START

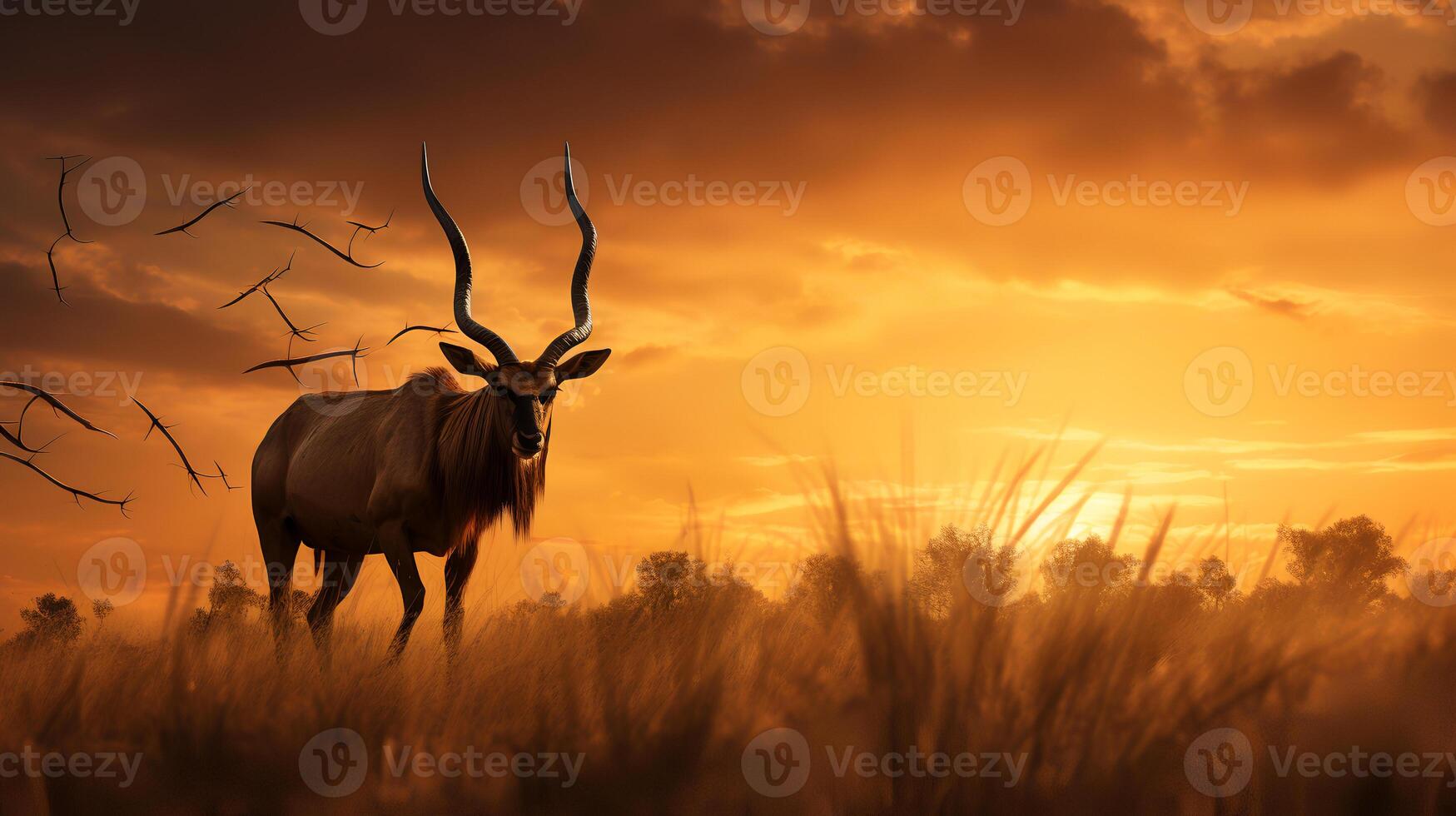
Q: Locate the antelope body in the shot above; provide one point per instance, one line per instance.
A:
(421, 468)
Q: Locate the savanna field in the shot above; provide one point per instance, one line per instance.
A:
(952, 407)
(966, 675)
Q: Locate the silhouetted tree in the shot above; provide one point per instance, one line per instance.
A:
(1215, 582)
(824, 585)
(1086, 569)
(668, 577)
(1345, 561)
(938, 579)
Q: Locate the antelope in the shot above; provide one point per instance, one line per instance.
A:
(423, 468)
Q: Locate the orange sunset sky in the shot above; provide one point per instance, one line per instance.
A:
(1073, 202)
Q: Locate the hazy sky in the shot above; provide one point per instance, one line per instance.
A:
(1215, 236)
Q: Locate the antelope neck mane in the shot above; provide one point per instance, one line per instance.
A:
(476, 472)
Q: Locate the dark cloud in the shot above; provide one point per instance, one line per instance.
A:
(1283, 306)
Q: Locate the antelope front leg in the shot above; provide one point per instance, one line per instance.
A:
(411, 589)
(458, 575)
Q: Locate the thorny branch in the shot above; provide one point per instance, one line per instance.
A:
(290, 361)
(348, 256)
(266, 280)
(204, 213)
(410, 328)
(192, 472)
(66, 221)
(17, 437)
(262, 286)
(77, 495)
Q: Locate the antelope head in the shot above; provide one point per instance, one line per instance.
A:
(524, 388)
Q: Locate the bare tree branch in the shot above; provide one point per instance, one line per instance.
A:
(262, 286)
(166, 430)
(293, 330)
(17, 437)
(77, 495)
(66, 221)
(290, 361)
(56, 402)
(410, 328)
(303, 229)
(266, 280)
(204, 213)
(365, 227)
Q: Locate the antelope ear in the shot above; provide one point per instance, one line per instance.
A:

END

§ Objective: Could you write out all the items above again with "shot" swapped for "photo" wherever it occurs and everything else unchanged, leaving the pictures out?

§ Full output:
Q: Locate the antelope body in the photo above; provide one point per instance, one line per instance.
A:
(421, 468)
Q: Locate the savanna field in the photo above; provide one point per instance, one line per instance.
A:
(952, 407)
(966, 675)
Q: Locate the silhouetted tree in the photo above; provide one point per instance, one line per instance.
A:
(1215, 582)
(824, 585)
(1086, 569)
(668, 577)
(1345, 561)
(938, 579)
Q: Locate the antelope in the photo above; provide one point per instance, one line per instance.
A:
(423, 468)
Q: Locate the orange sunset sky in the photo above; provide one point per instance, one line per instance.
A:
(1073, 202)
Q: Locate the hazy sky in the photo above; provide one point per instance, one line per instance.
A:
(1215, 236)
Q: Locate the antelope neck mane in the photo above; provide one point per instance, one line per instance.
A:
(476, 472)
Q: Locate the dark cloud in the photo above; provide one point per instance, one line per instance.
A:
(1283, 306)
Q: Locate the antelope front leg in the photo above; provide one point per instance, one line per instance.
A:
(411, 589)
(458, 575)
Q: Locate the thorny branch in the photo above; provide one point per instance, one line per instance.
A:
(290, 361)
(348, 256)
(266, 280)
(204, 213)
(410, 328)
(192, 472)
(66, 221)
(17, 437)
(262, 286)
(77, 495)
Q: Locate the antelope head in the photo above; provide one point per instance, one line per instance.
A:
(524, 388)
Q: Locate the bare tree branch in the photo above; provide one point per instance, one line per instance.
A:
(262, 286)
(166, 430)
(293, 330)
(17, 437)
(77, 495)
(66, 221)
(290, 361)
(56, 402)
(410, 328)
(303, 229)
(266, 280)
(204, 213)
(365, 227)
Q: Locate the antelope ear in the photo above; provide one point per instance, one line per instance.
A:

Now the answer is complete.